[GitHub] [iceberg] aokolnychyi commented on a diff in pull request #2276: Core: Add option to combine tasks by partition

GitBox Tue, 18 Oct 2022 14:31:48 -0700


aokolnychyi commented on code in PR #2276:
URL: https://github.com/apache/iceberg/pull/2276#discussion_r998692787



##########
api/src/main/java/org/apache/iceberg/Scan.java:
##########
@@ -129,6 +129,34 @@ default ThisT select(String... columns) {
    */
   ThisT planWith(ExecutorService executorService);
 
+  /**
+   * Create a new {@link TableScan} which dictates that when plan tasks via 
the {@link

Review Comment:
   nit: Shouldn't reference `TableScan` anymore as it can be any type of 
`Scan`. Let's just write `a new scan`.



##########
api/src/main/java/org/apache/iceberg/util/StructProjection.java:
##########
@@ -90,6 +103,13 @@ public static StructProjection createAllowMissing(
   private final StructProjection[] nestedProjections;
   private StructLike struct;
 
+  private StructProjection(StructProjection other) {
+    this.type = other.type;
+    this.positionMap = other.positionMap;

Review Comment:
   We are simply assigning the same array references. Will that cause problems 
if arrays get mutated?



##########
api/src/main/java/org/apache/iceberg/Scan.java:
##########
@@ -129,6 +129,34 @@ default ThisT select(String... columns) {
    */
   ThisT planWith(ExecutorService executorService);
 
+  /**
+   * Create a new {@link TableScan} which dictates that when plan tasks via 
the {@link
+   * #planTasks()}, the scan should preserve partition boundary specified by 
the provided partition
+   * column names. In other words, the scan will not attempt to combine tasks 
whose input files have
+   * different partition data w.r.t `columns`.
+   *
+   * @param columns the partition column names to preserve boundary when 
planning tasks
+   * @return a table scan preserving partition boundary when planning tasks
+   * @throws IllegalArgumentException if any of the input columns is not a 
partition column, or if
+   *     the table is un-partitioned.
+   */
+  ThisT preservePartitions(Collection<String> columns);
+
+  /**
+   * Create a new {@link TableScan} which dictates that when plan tasks via 
the {@link
+   * #planTasks()}, the scan should preserve partition boundary specified by 
the provided partition

Review Comment:
   If we were to guess, what attributes will Spark pass us during 
storage-partitioned joins in the future? Will it pass data attributes used in 
the join condition or actual partition columns? Seems like it would be join 
attributes. If so, should we accept a list of attributes instead of actual 
partition names?
   
   Suppose I have a table partitioned by `day(ts), bucket(id)`. What's the 
input to this method?
____
• **WHAT IS BEING ASKED**
In the pull request review above, what exception does the documentation for `preservePartitions` say is thrown when an input column is not a partition column?
____
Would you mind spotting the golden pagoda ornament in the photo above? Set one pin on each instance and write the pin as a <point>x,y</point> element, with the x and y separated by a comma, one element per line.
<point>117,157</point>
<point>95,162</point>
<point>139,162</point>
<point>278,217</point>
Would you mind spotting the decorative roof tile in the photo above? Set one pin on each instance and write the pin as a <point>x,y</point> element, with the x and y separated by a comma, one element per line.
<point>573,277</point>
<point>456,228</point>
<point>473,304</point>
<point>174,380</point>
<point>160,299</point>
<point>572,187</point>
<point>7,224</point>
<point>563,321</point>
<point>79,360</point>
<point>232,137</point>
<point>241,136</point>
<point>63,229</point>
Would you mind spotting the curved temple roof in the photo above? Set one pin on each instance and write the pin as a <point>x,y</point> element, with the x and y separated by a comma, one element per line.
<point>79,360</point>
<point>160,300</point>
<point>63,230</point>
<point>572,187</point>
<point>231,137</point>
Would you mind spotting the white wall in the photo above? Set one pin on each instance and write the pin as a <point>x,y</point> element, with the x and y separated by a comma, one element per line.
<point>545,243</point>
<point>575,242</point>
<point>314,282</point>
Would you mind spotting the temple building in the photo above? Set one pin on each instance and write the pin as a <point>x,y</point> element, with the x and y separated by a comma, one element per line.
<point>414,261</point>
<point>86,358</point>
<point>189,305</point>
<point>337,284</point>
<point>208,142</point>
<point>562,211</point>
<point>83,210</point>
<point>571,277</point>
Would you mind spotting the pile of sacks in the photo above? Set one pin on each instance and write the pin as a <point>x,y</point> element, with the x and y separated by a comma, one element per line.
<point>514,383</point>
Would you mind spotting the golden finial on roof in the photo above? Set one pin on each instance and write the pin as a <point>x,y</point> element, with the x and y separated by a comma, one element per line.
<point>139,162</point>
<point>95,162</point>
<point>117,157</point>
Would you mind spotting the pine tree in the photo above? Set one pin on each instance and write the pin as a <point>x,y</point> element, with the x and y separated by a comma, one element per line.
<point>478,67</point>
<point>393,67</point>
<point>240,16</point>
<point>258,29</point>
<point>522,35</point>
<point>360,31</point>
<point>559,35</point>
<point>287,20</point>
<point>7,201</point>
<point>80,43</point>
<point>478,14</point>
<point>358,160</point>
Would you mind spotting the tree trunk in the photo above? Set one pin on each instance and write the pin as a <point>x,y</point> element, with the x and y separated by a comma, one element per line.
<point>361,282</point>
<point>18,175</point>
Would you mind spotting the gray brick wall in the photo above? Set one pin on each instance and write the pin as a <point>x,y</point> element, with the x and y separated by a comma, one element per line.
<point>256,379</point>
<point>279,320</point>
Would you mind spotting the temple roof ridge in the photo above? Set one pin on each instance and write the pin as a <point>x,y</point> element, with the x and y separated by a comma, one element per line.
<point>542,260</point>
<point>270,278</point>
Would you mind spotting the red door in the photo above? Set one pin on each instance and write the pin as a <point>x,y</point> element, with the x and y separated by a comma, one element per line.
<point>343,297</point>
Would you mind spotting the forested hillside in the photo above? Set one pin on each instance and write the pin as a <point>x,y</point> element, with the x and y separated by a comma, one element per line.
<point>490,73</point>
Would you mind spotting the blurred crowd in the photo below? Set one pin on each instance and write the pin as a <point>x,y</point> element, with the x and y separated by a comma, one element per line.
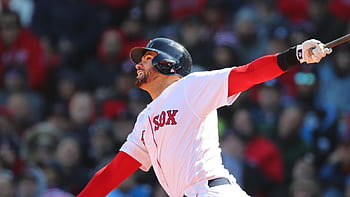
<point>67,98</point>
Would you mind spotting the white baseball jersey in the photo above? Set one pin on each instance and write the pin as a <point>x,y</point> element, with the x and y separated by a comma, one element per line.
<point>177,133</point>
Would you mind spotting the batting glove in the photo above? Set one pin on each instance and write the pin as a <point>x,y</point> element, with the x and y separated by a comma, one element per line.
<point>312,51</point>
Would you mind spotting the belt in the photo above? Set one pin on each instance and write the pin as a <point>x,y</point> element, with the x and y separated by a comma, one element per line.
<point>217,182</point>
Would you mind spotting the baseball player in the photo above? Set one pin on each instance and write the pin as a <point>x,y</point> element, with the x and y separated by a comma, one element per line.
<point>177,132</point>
____
• **ANSWER TO THE TASK**
IllegalArgumentException